Quoted passage:
[Start of section]
After diving deep into the math of the [SLBP](#231-single-layer-backward-propagation-slbp) this is simply applying it across all the layers. 

In [None]:
def backward_propagation(AL, Y, caches):
    gradients = {}
    L = len(caches)
    Y = Y.reshape(AL.shape)

    dAL = -(np.divide(Y, AL)) - np.divide(1-Y, 1-AL)

    current_cache = caches[L - 1]
    gradients['dA'+str(L-1)], gradients['dW'+str(L-1)], gradients['db'+str(L-1)] = one_layer_back_propagation(dAL, current_cache)

    for l in reversed(range(L - 1)):
        current_cache = caches[l]
        dA_prev_temp, dW_temp, db_temp = one_layer_back_propagation(gradients['dA'+str(l+1)], current_cache)
        gradients['dA' + str(l)] = dA_prev_temp
        gradients['dW' + str(l + 1)] = dW_temp
        gradients['db' + str(l + 1)] = db_temp
    
    return gradients


#### 2.3.3 Update of Parameters

Referring to the code below, the weights for each layer are simply obtained with the formula as shown:

$$
W_{new} = W_{current} - rate_{learning} \times dW
$$

, where W is the weight matrix and dW is the gradient and both are of the same shape, being $m \times n$ where m is the dimension of the current layer and n is the dimension of the previous layer. 

Similarly, biases are obtained by:

$$
b_{new} = b_{current} - rate_{learning} \times db
$$

, where b is the bias matrix and db is the gradient and both are of the same shape, being $m \times 1$ where m is the dimension of the current layer and 1 assumed number of training sets.

In [None]:
def update_parameters(parameters, gradients, learning_rate):
    L = len(parameters) // 2

    for l in range(1, L):
        parameters['W' + str(l)] = parameters['W' + str(l)] - learning_rate * gradients['dW' + str(l)]
        parameters['b' + str(l)] = parameters['b' + str(l)] - learning_rate * gradients['db' + str(l)]

    return parameters
[End of section]
Task statement: Reproduce everything in the backpropagation excerpt from "After diving deep" down to "Y = Y.reshape(AL.shape)". The material that comes next has no connection to the backpropagation excerpt.

Supplied records:
[Start of section]
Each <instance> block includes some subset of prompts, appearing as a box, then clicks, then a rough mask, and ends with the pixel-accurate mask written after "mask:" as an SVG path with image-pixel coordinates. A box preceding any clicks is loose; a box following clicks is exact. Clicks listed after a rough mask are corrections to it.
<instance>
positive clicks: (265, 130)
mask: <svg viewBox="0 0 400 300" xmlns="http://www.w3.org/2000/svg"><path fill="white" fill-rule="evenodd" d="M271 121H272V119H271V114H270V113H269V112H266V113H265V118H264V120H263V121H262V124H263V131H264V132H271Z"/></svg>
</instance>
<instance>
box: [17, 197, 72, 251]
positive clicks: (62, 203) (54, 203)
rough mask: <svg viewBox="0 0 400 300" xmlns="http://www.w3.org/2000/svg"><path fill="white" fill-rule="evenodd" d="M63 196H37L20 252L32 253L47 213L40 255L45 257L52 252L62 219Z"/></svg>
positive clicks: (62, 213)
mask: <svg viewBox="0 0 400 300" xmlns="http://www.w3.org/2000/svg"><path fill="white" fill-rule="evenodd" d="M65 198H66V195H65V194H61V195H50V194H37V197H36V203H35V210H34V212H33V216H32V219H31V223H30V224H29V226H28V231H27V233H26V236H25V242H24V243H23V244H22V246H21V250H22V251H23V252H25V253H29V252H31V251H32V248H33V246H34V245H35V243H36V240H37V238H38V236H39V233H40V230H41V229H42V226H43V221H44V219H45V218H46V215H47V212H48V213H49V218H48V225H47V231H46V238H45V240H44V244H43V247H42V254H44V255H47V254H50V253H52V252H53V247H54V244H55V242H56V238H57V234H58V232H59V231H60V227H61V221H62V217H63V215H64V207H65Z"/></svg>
[End of section]
Result of this exercise:
After diving deep into the math of the [SLBP](#231-single-layer-backward-propagation-slbp) this is simply applying it across all the layers. 

In [None]:
def backward_propagation(AL, Y, caches):
    gradients = {}
    L = len(caches)
    Y = Y.reshape(AL.shape)